*Consignes*.
1) Dans l'extrait, quel cimetière Catherine doit-elle fréquenter régulièrement ?
2) Actualisez le passage de l'extrait compris entre « Catherine déteste les » et « de suicides aussi. », bornes incluses, en remplaçant « Montmartre » par « Montparnasse ».

*Extrait à lire*.
+++++
Parler avec autant de sincérité de la mort est rare. Déchirer son voile, montrer à tous nos morts, comment vivre ces morts les unes après les autres, c'est expliquer, simplement, que la mort fait partie de la vie. Ce que l'on n'oublie trop dans nos sociétés occidentales. C'est enfin, une façon de remercier ses morts pour ce qu'ils nous ont laissé à jamais.
Catherine déteste les cimetières, surtout celui de Montmartre où elle est obligée d'aller régulièrement car ses amis y sont souvent enterrés et nombre d'entre eux se prénomment Hervé. Elle déteste la mort et pourtant elle aime tenter de se suicider "spectaculairement", elle se remplit de ses morts, la mélancolie d'abord, le vide ensuite, et enfin la mort. Trop de mort tue la mort pour Catherine qui pourrait mourir de trop de ses morts. Le temps passe, ses amis Hervé meurent les uns après les autres - du sida, de suicide, du sida, d'accident, du sida, de torture ou assassinés - et toutes ses morts énervent la narratrice, le rythme s'accélère, ses tentatives de suicides aussi.
+++++
*Données sources*.
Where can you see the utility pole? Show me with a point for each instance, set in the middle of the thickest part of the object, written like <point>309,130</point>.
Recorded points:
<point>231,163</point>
+++++
*Corrigé*.
1) Celui de Montmartre.

2)
Catherine déteste les cimetières, surtout celui de Montparnasse où elle est obligée d'aller régulièrement car ses amis y sont souvent enterrés et nombre d'entre eux se prénomment Hervé. Elle déteste la mort et pourtant elle aime tenter de se suicider "spectaculairement", elle se remplit de ses morts, la mélancolie d'abord, le vide ensuite, et enfin la mort. Trop de mort tue la mort pour Catherine qui pourrait mourir de trop de ses morts. Le temps passe, ses amis Hervé meurent les uns après les autres - du sida, de suicide, du sida, d'accident, du sida, de torture ou assassinés - et toutes ses morts énervent la narratrice, le rythme s'accélère, ses tentatives de suicides aussi.